▶ _Trecho da página_
━━━━━━

Baleia Azul: não é falta de “laço”, é falta de olhar

Se você ainda não sabe o que é “Baleia Azul”, deveria se preocupar em saber. Trata-se de um sádico jogo virtual onde jovens são desafiados à automutilação e incitados a tirar a própria vida. Se o suicídio de adultos está mergulhado em tabus, os suicídios de crianças e adolescentes são ainda mais perturbadores.

Casos de suicídio sempre existiram na história da humanidade, assim como a conturbação que caracteriza a adolescência. É imprescindível esclarecer que as razões para se matar não estão na falta de “laço, enxada ou vergonha na cara”. Bom humor é uma virtude, mas suicídio não é piada. Vamos encarar as verdadeiras causas?

Violência física, sexual ou psicológica; estrutura familiar disfuncional; depressão; perspectiva negativa do futuro (nos jovens, a predisposição a se conformar é menor); bullying e sentimentos de abandono são alguns dos reais motivos que os levam a cometer suicídio. Nessa faixa etária não compreendemos que muitas situações são circunstanciais, que não são definitivas ou irreversíveis. Nem todos têm a mesma perspectiva de mundo ou o mesmo nível de resiliência.

Existe uma relação entre “querer chamar a atenção” e o suicídio, mas não como algumas pessoas propagam. Neste caso, o desejo por atenção está ligado à necessidade de ser olhado. Geralmente em um ambiente negligente, é um pedido de ajuda para viver que já não encontra outros recursos que não a morte.

Explorar coisas novas é um forte aspecto dos adolescentes que contribui para se aproximarem do jogo, seduzidos pela emoção dos desafios. Esse público é mais sugestionável e os mais vulneráveis e em sofrimento podem ser induzidos ao suicídio. Outro fator importante é o pouco discernimento acerca das consequências de seus atos, uma vez que eles ainda possuem um funcionamento psíquico imaturo.

Jovens com vínculos frágeis podem vislumbrar no “Baleia Azul” um grupo ao qual pertencer e serem reconhecidos. É inato do ser humano buscar aceitação. É a busca pelo olhar do outro que, muitas vezes, não é encontrado na família e escola. Além disso, quando o adolescente não identifica uma figura de autoridade na família, ele vai buscar fora o limite e encontra neste tipo de jogo destrutivo quem ordene suas ações, com regras claras, aceitação e reconhecimento.

━━━━━━

▶ _Trecho dos dados_
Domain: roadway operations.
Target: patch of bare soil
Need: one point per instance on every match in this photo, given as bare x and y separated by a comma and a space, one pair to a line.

━━━━━━

▶ _Lista de exercícios_
(a) Reproduza, sem nenhuma alteração, todo o trecho do texto sobre o jogo Baleia Azul que vai de "Existe uma relação" até "não a morte.".
(b) Liste os motivos reais de suicídio entre jovens que o texto sobre o jogo Baleia Azul enumera na frase iniciada por "Violência física".

▶ _Respostas dos exercícios_
(a)
Existe uma relação entre “querer chamar a atenção” e o suicídio, mas não como algumas pessoas propagam. Neste caso, o desejo por atenção está ligado à necessidade de ser olhado. Geralmente em um ambiente negligente, é um pedido de ajuda para viver que já não encontra outros recursos que não a morte.

(b)
- Violência física, sexual ou psicológica
- Estrutura familiar disfuncional
- Depressão
- Perspectiva negativa do futuro
- Bullying
- Sentimentos de abandono